▶ EXERCISE: Reproduce the material below with every "target" changed to "item" and everything else left as it is.

▶ SOURCE RECORDS:

>>>

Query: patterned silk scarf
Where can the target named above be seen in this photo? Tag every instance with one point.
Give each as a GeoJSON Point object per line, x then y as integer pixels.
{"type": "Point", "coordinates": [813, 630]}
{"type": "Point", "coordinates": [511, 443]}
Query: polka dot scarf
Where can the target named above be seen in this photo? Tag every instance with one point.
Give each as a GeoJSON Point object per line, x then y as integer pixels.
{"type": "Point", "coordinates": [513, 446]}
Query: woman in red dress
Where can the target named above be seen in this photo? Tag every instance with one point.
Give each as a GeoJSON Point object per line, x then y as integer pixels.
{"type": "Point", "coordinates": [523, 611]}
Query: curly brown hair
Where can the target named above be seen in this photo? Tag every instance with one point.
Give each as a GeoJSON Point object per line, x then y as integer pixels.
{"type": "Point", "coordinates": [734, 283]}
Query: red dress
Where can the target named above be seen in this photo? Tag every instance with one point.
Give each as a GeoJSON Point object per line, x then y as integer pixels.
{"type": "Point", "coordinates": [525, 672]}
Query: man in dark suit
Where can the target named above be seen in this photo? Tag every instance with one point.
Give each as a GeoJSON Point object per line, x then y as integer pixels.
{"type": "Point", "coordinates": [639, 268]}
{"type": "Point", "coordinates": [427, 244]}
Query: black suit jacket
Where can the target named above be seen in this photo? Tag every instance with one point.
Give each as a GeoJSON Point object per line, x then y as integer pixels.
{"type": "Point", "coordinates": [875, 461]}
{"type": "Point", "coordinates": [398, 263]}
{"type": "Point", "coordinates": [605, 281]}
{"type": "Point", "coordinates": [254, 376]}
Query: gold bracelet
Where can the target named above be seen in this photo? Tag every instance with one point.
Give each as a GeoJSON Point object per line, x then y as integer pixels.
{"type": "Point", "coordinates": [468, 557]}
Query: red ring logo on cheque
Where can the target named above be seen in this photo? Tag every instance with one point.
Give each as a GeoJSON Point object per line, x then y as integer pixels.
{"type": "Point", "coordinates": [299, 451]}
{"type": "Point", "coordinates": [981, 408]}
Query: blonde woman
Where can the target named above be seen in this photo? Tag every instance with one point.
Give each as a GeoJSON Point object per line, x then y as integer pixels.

<<<

▶ ANSWER TO THE TASK:
Query: patterned silk scarf
Where can the item named above be seen in this photo? Tag every instance with one point.
Give each as a GeoJSON Point object per line, x then y as integer pixels.
{"type": "Point", "coordinates": [813, 630]}
{"type": "Point", "coordinates": [511, 443]}
Query: polka dot scarf
Where can the item named above be seen in this photo? Tag every instance with one point.
Give each as a GeoJSON Point object per line, x then y as integer pixels.
{"type": "Point", "coordinates": [513, 446]}
Query: woman in red dress
Where can the item named above be seen in this photo? Tag every instance with one point.
Give each as a GeoJSON Point object per line, x then y as integer pixels.
{"type": "Point", "coordinates": [523, 611]}
Query: curly brown hair
Where can the item named above be seen in this photo? Tag every instance with one point.
Give each as a GeoJSON Point object per line, x then y as integer pixels.
{"type": "Point", "coordinates": [734, 283]}
Query: red dress
Where can the item named above be seen in this photo? Tag every instance with one point.
Give each as a GeoJSON Point object per line, x then y as integer pixels.
{"type": "Point", "coordinates": [525, 672]}
Query: man in dark suit
Where can the item named above be seen in this photo? Tag every instance with one point.
Give each as a GeoJSON Point object per line, x then y as integer pixels.
{"type": "Point", "coordinates": [639, 268]}
{"type": "Point", "coordinates": [427, 244]}
Query: black suit jacket
Where can the item named above be seen in this photo? Tag every instance with one point.
Give each as a GeoJSON Point object per line, x then y as integer pixels.
{"type": "Point", "coordinates": [875, 461]}
{"type": "Point", "coordinates": [398, 263]}
{"type": "Point", "coordinates": [605, 281]}
{"type": "Point", "coordinates": [254, 376]}
Query: gold bracelet
Where can the item named above be seen in this photo? Tag every instance with one point.
Give each as a GeoJSON Point object per line, x then y as integer pixels.
{"type": "Point", "coordinates": [468, 557]}
Query: red ring logo on cheque
Where can the item named above be seen in this photo? Tag every instance with one point.
Give each as a GeoJSON Point object per line, x then y as integer pixels.
{"type": "Point", "coordinates": [299, 451]}
{"type": "Point", "coordinates": [981, 408]}
Query: blonde woman
Where can the item named above be seen in this photo? Tag every instance with one point.
Give each as a GeoJSON Point object per line, x then y as integer pixels.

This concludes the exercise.